**Provided passage**.

Dell gets EU approval to receive euro54.5 million from Polish government for new plant
By APWednesday, September 23, 2009
Dell wins EU OK to get euro54.5 million Polish aid
BRUSSELS — Dell Inc. won EU approval Wednesday to receive a euro54.4 million ($80.4 million) subsidy from the Polish government to build a new plant there, replacing Ireland as the computer maker’s new European manufacturing hub.
The European Commission said it could allow the government aid the company because the new factory would create jobs in a disadvantaged part of Poland — Lodz, the country’s third-largest city — where there is an unusually low standard of living and high unemployment.
The state will pay just over a quarter of the total investment of euro189.58 million in the plant which will eventually employ up to 3,000 people to make desktops, notebooks and servers, including Latitude and Inspiron models.
Open since January 2008, the factory currently employs 1,700.

**Given request A**.
According to the article on Dell's Polish plant, how many people does the factory currently employ?

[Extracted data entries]
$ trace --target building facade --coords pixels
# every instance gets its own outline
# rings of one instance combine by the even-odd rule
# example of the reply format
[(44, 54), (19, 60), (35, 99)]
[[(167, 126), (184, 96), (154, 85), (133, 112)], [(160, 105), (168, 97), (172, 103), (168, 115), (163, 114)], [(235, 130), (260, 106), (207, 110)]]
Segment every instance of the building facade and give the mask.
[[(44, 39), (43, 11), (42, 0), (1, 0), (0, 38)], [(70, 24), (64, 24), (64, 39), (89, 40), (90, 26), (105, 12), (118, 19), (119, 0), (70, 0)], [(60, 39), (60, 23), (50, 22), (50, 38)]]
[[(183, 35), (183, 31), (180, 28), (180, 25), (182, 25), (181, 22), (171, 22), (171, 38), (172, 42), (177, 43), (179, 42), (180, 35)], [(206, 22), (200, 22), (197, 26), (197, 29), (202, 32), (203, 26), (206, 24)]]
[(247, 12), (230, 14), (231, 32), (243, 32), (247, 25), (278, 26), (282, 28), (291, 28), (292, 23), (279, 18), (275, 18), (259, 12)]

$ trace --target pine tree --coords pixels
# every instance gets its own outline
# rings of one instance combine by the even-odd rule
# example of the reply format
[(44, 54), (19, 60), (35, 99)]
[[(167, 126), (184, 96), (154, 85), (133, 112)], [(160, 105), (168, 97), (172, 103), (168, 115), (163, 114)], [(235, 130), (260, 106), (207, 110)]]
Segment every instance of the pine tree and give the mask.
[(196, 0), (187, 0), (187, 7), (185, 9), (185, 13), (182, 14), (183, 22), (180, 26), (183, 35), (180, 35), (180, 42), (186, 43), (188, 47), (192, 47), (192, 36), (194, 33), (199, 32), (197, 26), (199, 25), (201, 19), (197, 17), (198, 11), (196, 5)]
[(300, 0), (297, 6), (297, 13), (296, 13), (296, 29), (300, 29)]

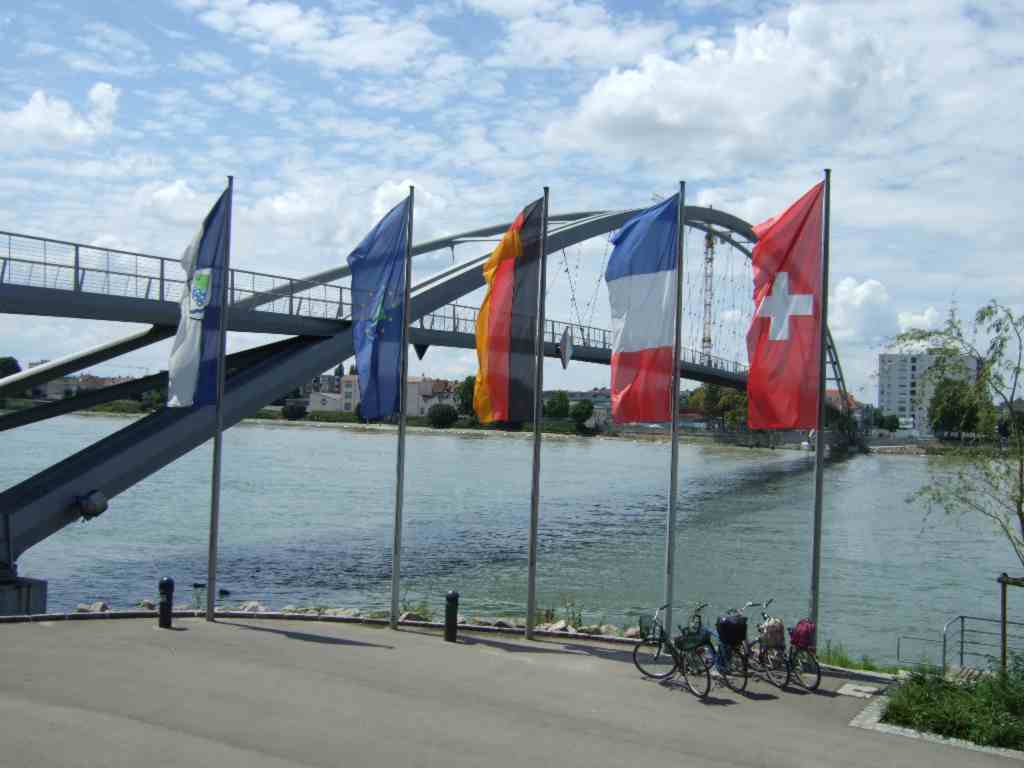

**Given request B**.
Express the records from the line with "tree --coords pixels" up to and including the line with "11), (196, 5)]" as a Markdown table with the columns Row and Line, numbering each line and omitting blank ones.

**Written answer A**.
1,700

**Written answer B**.
| Row | Line |
|---|---|
| 1 | $ trace --target pine tree --coords pixels |
| 2 | # every instance gets its own outline |
| 3 | # rings of one instance combine by the even-odd rule |
| 4 | # example of the reply format |
| 5 | [(44, 54), (19, 60), (35, 99)] |
| 6 | [[(167, 126), (184, 96), (154, 85), (133, 112)], [(160, 105), (168, 97), (172, 103), (168, 115), (163, 114)], [(235, 130), (260, 106), (207, 110)]] |
| 7 | Segment every instance of the pine tree and give the mask. |
| 8 | [(196, 0), (187, 0), (187, 7), (185, 9), (185, 13), (182, 14), (183, 22), (180, 26), (183, 35), (180, 35), (180, 42), (186, 43), (188, 47), (192, 47), (192, 36), (194, 33), (199, 32), (197, 26), (199, 25), (201, 19), (197, 17), (198, 11), (196, 5)] |